---------- INFORMATION GIVEN
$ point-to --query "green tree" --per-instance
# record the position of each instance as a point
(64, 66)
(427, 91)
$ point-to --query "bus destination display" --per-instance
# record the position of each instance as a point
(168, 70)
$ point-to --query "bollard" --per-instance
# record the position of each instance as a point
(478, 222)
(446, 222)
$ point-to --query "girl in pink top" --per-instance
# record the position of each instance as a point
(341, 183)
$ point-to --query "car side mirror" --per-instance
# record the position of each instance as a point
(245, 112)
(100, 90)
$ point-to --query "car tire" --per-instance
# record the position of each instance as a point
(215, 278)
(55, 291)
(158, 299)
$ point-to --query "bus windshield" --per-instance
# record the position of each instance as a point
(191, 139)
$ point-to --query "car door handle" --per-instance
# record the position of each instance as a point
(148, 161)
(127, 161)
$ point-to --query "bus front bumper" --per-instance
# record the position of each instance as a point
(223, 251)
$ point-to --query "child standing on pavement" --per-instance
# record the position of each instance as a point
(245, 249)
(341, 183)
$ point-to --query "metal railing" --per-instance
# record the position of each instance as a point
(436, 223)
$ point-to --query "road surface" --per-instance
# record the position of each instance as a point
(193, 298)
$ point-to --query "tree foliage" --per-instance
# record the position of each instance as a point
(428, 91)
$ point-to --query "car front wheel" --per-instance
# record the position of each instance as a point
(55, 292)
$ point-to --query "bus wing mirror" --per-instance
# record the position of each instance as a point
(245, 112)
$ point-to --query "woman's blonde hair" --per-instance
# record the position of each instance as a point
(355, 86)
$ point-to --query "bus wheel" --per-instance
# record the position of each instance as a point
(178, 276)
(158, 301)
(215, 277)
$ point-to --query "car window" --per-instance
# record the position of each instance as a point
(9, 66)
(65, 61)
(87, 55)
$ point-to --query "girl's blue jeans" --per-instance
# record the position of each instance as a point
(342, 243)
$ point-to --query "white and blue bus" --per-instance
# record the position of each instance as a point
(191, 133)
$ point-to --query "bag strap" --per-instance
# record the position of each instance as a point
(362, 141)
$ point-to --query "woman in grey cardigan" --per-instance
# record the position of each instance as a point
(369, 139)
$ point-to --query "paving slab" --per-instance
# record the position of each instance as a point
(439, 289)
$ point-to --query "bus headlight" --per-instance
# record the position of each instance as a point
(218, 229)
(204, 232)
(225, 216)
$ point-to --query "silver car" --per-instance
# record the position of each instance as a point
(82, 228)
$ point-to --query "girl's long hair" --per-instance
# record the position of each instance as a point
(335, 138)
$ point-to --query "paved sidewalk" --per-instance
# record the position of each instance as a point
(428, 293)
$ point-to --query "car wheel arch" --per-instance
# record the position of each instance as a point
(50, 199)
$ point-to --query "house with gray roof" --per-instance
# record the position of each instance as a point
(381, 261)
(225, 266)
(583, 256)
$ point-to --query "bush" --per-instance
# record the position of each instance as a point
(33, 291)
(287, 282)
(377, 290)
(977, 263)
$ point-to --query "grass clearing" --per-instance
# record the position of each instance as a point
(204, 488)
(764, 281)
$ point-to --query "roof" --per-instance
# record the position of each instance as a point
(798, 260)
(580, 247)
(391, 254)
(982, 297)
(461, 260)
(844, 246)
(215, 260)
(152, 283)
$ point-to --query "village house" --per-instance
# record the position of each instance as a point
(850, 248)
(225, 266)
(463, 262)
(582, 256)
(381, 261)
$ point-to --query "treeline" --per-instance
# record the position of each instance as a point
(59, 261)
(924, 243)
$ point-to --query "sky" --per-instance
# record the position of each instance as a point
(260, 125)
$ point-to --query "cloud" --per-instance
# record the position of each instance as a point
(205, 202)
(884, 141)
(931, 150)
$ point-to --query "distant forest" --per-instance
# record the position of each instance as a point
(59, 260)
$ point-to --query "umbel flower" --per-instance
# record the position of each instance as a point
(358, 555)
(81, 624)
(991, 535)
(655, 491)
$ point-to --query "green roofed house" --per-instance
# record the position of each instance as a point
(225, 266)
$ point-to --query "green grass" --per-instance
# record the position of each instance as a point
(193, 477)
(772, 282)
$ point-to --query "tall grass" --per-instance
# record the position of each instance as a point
--------------------
- **PROBLEM STATEMENT**: Reply with a number only, showing how many lines of the material contain the word "wheel".

- **SOLUTION TO THE EXERCISE**: 3